## Task directions
List every line in the records below that contains the word "concrete", copying each one in full.

## Supplied material
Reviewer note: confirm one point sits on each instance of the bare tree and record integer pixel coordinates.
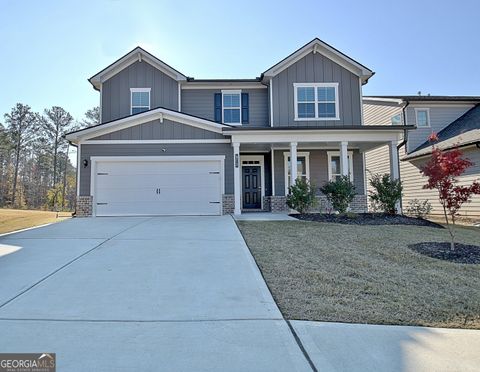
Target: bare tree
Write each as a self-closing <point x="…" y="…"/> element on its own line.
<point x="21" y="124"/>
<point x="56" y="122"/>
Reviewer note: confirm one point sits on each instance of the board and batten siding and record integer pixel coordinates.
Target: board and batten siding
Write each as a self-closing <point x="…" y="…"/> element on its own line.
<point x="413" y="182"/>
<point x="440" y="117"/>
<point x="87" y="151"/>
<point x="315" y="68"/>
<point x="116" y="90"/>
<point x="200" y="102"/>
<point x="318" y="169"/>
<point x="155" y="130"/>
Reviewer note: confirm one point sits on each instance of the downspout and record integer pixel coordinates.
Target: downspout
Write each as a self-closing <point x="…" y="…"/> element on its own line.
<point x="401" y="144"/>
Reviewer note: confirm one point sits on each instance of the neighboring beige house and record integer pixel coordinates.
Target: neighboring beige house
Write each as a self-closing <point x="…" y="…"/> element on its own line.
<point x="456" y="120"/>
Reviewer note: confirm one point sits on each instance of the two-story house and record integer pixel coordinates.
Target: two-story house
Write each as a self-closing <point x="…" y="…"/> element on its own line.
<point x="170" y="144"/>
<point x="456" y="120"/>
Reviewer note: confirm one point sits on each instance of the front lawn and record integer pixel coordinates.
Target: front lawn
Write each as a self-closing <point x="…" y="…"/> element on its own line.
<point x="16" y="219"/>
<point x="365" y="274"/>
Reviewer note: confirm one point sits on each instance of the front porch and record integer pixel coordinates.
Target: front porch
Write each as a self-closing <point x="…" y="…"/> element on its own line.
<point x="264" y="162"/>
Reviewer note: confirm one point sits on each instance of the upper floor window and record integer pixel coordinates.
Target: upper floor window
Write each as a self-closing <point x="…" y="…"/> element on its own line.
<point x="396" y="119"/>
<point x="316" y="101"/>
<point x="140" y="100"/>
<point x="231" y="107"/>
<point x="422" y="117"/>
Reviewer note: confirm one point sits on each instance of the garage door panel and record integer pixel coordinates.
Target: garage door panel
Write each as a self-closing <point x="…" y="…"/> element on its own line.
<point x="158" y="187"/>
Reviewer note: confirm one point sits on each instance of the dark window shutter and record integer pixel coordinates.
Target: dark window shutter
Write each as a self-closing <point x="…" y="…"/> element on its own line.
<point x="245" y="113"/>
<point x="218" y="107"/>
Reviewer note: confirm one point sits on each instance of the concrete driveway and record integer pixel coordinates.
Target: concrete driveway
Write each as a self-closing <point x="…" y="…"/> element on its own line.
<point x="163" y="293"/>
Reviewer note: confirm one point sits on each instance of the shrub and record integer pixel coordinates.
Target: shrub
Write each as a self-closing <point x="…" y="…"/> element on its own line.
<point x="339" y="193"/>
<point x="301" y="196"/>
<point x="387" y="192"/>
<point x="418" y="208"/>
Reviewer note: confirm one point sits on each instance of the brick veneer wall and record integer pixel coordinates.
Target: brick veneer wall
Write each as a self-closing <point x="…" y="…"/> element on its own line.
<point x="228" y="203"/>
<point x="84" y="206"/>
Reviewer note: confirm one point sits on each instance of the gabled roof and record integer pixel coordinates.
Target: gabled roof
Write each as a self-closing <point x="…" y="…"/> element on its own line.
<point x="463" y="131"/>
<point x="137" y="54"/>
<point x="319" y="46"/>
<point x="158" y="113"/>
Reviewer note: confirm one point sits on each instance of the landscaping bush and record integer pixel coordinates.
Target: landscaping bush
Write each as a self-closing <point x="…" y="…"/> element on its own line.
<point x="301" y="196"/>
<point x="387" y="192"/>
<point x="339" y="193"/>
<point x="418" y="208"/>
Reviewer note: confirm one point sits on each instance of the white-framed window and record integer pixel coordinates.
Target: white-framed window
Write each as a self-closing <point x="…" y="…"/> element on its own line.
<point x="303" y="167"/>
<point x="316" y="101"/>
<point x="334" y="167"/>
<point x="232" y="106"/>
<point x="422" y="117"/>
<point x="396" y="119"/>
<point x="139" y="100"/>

--

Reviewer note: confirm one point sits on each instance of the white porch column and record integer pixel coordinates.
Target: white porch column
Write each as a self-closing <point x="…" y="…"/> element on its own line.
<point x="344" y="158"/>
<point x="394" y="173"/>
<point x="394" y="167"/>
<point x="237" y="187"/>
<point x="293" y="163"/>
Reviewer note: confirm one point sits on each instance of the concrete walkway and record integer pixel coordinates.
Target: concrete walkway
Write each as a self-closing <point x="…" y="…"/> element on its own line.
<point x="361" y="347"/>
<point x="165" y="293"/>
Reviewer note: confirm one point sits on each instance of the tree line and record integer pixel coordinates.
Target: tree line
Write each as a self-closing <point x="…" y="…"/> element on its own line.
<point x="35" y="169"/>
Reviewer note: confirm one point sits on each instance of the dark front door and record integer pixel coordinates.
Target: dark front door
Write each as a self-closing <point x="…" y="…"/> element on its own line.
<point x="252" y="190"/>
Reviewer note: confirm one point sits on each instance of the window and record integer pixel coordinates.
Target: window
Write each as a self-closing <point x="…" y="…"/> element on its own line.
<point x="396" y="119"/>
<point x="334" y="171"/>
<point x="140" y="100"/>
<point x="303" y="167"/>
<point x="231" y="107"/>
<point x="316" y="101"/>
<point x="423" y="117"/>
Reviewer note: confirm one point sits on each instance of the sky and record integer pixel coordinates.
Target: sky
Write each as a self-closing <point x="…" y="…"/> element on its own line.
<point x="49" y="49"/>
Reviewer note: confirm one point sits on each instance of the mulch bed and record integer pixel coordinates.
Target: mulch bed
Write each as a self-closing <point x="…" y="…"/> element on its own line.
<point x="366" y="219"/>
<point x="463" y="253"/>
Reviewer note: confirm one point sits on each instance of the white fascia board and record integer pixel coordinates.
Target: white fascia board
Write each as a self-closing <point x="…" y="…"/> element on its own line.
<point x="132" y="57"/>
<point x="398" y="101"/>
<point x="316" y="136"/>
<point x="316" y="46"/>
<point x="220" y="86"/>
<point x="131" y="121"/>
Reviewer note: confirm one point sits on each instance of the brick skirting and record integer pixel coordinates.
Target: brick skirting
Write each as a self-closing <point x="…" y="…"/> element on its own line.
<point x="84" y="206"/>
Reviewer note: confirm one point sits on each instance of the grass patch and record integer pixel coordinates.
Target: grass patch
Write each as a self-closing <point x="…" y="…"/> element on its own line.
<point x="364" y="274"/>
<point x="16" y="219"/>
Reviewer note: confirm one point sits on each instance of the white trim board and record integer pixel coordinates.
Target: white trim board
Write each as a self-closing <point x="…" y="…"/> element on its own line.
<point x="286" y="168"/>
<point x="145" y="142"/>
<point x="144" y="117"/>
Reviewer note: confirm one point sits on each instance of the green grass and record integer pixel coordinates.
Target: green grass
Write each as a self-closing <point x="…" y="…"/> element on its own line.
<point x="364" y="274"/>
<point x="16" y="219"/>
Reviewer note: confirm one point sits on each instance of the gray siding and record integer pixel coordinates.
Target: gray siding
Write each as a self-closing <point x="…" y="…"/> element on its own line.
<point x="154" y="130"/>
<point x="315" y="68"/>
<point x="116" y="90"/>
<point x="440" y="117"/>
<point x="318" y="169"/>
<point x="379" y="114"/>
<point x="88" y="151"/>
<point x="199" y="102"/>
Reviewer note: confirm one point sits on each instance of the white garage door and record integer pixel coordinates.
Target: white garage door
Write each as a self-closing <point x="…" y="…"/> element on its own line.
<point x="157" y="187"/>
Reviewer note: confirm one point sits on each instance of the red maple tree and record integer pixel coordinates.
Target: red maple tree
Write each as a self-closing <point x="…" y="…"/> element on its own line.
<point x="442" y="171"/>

## Exercise solution
Reviewer note: confirm one point sits on each instance of the concrete driveway and record integer pixel coordinates.
Target: concrete driveway
Reviewer note: confirm one point sits on each instance of the concrete walkway and record integer pixel coordinates.
Target: concrete walkway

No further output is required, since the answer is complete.